- **DESCRIPTION OF THE TASK**
Copy all entries verbatim and keep any pictures out of the copy.

[Stored data entries]
>>>>>

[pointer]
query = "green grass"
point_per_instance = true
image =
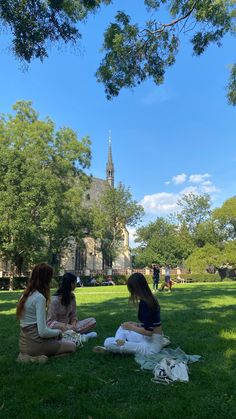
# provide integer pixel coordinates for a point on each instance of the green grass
(200, 318)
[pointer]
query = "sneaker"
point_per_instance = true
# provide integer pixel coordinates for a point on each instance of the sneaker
(165, 341)
(85, 337)
(99, 349)
(27, 359)
(91, 335)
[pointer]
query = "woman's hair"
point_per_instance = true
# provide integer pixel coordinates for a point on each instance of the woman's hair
(40, 279)
(65, 289)
(139, 289)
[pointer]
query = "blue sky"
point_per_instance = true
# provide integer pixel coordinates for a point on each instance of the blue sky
(166, 140)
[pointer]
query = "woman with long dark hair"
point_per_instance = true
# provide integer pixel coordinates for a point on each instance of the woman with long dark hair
(62, 313)
(144, 337)
(37, 341)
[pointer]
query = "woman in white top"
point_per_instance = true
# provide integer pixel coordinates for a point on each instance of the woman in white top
(37, 341)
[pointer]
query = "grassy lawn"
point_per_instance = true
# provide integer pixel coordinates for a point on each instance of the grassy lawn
(200, 318)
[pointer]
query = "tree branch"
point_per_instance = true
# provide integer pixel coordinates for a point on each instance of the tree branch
(167, 25)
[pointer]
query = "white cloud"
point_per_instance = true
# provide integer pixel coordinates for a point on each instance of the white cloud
(164, 203)
(208, 188)
(199, 178)
(179, 179)
(190, 189)
(160, 203)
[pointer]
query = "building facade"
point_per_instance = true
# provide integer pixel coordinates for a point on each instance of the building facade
(85, 258)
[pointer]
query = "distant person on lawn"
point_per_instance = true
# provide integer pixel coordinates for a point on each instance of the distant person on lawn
(37, 341)
(155, 276)
(62, 312)
(144, 337)
(168, 282)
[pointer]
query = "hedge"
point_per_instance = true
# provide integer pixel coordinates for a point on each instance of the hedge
(21, 282)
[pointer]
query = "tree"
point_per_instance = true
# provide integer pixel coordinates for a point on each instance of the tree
(133, 52)
(226, 215)
(162, 242)
(115, 210)
(35, 23)
(195, 209)
(41, 186)
(202, 257)
(136, 52)
(209, 232)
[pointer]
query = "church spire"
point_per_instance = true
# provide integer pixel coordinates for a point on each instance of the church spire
(110, 165)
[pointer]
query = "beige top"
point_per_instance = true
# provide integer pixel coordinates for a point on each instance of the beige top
(35, 313)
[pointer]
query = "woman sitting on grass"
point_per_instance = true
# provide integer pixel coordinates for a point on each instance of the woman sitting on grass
(145, 337)
(62, 309)
(37, 341)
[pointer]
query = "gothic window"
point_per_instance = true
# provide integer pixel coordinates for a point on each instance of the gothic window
(80, 260)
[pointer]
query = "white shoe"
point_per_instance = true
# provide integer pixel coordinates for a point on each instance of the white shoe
(87, 336)
(99, 349)
(165, 341)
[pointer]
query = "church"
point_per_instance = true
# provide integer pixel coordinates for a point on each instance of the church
(85, 258)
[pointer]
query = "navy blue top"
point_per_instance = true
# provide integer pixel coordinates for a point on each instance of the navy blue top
(147, 317)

<<<<<

- **RESPONSE BOX**
[pointer]
query = "green grass"
point_per_instance = true
image =
# provide integer pixel coordinates for a point on each instance of the green grass
(200, 318)
[pointer]
query = "sneaker"
point_per_instance = true
# provide integer pixel coordinates for a point on each instance of the sneaker
(165, 341)
(85, 337)
(99, 349)
(27, 359)
(91, 335)
[pointer]
query = "woman's hair"
point_per_instance = true
# provide integer pixel coordinates for a point on each instance of the woman's hair
(40, 279)
(65, 289)
(139, 289)
[pointer]
query = "blue sky"
point_per_instance = true
# provide integer pixel coordinates for a point on each instance of the blue sky
(166, 140)
[pointer]
query = "woman with long dark hair"
point_per_instance = true
# provide integer pixel coordinates for a point on each instance of the woman with long dark hair
(62, 313)
(144, 337)
(37, 341)
[pointer]
query = "woman in white top"
point_per_instance = true
# provide integer pixel coordinates for a point on each instance of the woman in white top
(37, 341)
[pointer]
query = "grassy lawn"
point_per_instance = true
# provide integer pixel coordinates for a point on each instance of the grassy lawn
(200, 318)
[pointer]
query = "tree branch"
point_per_instance = true
# provide integer pixel coordinates for a point on each instance of the tree branch
(167, 25)
[pointer]
query = "white cloud"
point_per_instance = true
# provide integer pixel coordinates for a point on each instance of the white cloud
(164, 203)
(208, 188)
(199, 178)
(179, 179)
(190, 189)
(160, 203)
[pointer]
query = "building facade"
point_per_instance = true
# provide integer pixel coordinates for a point on each instance of the building facade
(85, 258)
[pointer]
query = "distant person on lawn"
point_per_instance = true
# provide integer pixel coordinates for a point on each instance of the distant person on lawn
(37, 341)
(155, 276)
(62, 312)
(144, 337)
(168, 282)
[pointer]
query = "hedge"
point_per_instance = true
# provide integer pixel coordinates for a point on each instance of the hedge
(21, 282)
[pointer]
query = "tree"
point_per_instance = true
# provide integer pixel coordinates for a point on each instance of the tree
(133, 52)
(226, 215)
(162, 242)
(115, 210)
(35, 23)
(195, 209)
(41, 186)
(202, 257)
(136, 52)
(209, 232)
[pointer]
query = "church spire"
point_per_instance = true
# provide integer pixel coordinates for a point on each instance of the church spire
(110, 165)
[pointer]
query = "beige top"
point_per_instance = true
# provide integer pixel coordinates for a point on each instance of the beige top
(35, 313)
[pointer]
query = "woman sitting on grass"
point_per_instance = true
# provide integer pixel coordinates for a point on each instance of the woman sitting on grass
(145, 337)
(62, 309)
(37, 341)
[pointer]
query = "gothic window"
point_per_instance = true
# provide integer pixel coordinates for a point on each instance of the gothic window
(80, 260)
[pointer]
query = "white shoe"
point_per_instance = true
# provide integer pixel coordinates for a point on each instance of the white shoe
(87, 336)
(99, 349)
(165, 341)
[pointer]
query = "church"
point_per_instance = true
# provide integer pixel coordinates for a point on each instance of the church
(85, 258)
[pointer]
query = "navy blue top"
point_per_instance = true
# provide integer pixel coordinates for a point on each instance of the navy blue top
(147, 317)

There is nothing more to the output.